_REQUIREMENT_
Filter the records below down to the lines containing the word "black" and copy each of those lines unchanged.

[Excerpts from location labeling data]
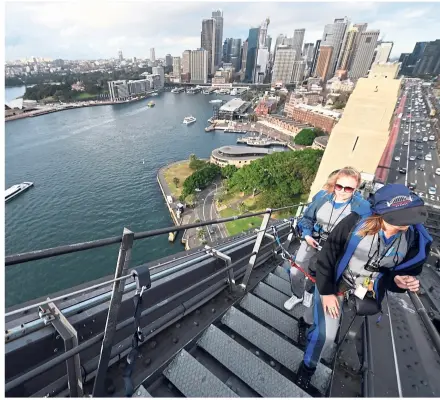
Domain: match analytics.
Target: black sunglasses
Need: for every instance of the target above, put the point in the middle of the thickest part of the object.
(347, 189)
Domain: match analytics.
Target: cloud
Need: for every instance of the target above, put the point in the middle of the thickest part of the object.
(93, 29)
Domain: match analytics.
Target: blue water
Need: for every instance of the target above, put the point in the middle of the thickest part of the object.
(90, 183)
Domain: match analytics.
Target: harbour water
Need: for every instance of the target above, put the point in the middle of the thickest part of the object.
(90, 182)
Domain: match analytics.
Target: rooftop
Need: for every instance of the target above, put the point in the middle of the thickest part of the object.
(232, 105)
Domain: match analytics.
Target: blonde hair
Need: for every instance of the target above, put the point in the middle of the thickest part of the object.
(371, 226)
(329, 187)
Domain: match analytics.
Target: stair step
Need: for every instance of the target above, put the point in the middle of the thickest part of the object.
(270, 315)
(277, 299)
(141, 392)
(193, 379)
(282, 273)
(273, 345)
(261, 377)
(279, 284)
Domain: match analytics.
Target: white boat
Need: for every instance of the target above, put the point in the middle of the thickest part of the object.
(15, 190)
(189, 120)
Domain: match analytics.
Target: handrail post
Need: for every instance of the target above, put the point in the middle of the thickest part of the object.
(257, 245)
(112, 316)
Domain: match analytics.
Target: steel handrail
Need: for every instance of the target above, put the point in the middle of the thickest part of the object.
(72, 248)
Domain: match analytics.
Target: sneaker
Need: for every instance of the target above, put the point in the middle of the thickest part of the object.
(304, 376)
(292, 302)
(302, 332)
(308, 298)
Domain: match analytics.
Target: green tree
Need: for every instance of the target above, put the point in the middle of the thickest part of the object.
(305, 137)
(228, 171)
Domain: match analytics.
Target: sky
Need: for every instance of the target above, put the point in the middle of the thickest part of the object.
(94, 29)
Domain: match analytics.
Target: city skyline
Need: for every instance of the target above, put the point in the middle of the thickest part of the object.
(59, 30)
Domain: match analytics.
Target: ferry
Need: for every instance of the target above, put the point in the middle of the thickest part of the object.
(15, 190)
(189, 120)
(177, 90)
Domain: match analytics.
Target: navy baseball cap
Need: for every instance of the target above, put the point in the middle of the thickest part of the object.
(398, 206)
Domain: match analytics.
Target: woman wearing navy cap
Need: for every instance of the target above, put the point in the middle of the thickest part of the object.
(366, 255)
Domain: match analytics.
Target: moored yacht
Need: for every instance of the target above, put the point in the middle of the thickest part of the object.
(15, 190)
(189, 120)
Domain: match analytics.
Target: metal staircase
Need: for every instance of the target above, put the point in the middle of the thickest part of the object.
(250, 351)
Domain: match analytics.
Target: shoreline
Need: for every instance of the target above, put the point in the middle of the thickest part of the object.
(71, 106)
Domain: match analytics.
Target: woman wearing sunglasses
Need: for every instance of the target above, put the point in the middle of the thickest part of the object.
(329, 207)
(366, 256)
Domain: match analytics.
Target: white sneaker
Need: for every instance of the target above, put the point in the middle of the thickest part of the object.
(308, 298)
(292, 302)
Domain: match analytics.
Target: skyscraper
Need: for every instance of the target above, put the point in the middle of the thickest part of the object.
(199, 66)
(251, 57)
(186, 62)
(218, 16)
(315, 57)
(429, 61)
(177, 68)
(283, 65)
(234, 55)
(333, 36)
(323, 64)
(298, 39)
(383, 52)
(298, 69)
(364, 54)
(208, 42)
(168, 60)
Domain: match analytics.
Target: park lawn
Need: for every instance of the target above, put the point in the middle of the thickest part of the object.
(240, 225)
(180, 171)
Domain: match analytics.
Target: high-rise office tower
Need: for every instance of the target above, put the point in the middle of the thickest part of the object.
(364, 54)
(186, 62)
(160, 71)
(199, 66)
(269, 42)
(383, 52)
(234, 55)
(298, 40)
(283, 65)
(251, 57)
(218, 16)
(298, 69)
(177, 67)
(429, 61)
(168, 60)
(208, 42)
(315, 57)
(334, 36)
(323, 63)
(244, 55)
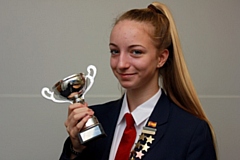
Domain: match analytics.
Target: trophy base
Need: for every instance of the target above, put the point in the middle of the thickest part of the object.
(92, 133)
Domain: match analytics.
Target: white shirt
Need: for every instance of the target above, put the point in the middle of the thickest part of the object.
(140, 115)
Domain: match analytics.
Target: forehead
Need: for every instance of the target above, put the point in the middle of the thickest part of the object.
(128, 28)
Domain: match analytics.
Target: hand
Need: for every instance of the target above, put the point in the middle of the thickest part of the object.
(78, 114)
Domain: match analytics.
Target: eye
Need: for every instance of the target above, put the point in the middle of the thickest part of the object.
(137, 52)
(114, 51)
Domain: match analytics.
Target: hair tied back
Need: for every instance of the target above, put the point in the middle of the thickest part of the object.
(154, 9)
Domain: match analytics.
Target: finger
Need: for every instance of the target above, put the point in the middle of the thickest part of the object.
(77, 115)
(74, 106)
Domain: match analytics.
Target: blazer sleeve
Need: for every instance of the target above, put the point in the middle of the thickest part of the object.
(66, 151)
(201, 145)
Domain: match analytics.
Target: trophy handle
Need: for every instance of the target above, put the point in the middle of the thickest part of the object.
(91, 69)
(46, 93)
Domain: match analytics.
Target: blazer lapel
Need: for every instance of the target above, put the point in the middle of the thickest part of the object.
(157, 121)
(111, 121)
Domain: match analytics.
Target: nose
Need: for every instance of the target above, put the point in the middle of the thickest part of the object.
(123, 61)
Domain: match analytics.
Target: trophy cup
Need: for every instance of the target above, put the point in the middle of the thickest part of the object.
(72, 89)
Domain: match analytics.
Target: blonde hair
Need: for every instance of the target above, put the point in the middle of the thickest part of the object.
(175, 77)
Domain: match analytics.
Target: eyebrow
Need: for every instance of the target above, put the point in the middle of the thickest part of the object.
(131, 46)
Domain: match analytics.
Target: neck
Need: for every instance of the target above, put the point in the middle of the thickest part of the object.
(136, 97)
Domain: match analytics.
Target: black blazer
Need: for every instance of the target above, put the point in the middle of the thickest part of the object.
(179, 135)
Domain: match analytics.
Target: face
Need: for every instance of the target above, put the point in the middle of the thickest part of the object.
(134, 58)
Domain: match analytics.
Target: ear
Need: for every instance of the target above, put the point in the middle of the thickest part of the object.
(162, 57)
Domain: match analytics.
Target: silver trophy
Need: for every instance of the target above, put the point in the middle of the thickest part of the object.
(72, 89)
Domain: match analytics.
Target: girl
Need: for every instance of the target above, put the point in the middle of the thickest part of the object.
(165, 120)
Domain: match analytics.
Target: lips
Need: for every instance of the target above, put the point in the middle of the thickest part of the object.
(126, 75)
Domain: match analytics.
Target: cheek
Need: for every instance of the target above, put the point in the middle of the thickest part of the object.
(112, 63)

_EXERCISE OUTPUT_
Target: black sunglasses
Target: black blazer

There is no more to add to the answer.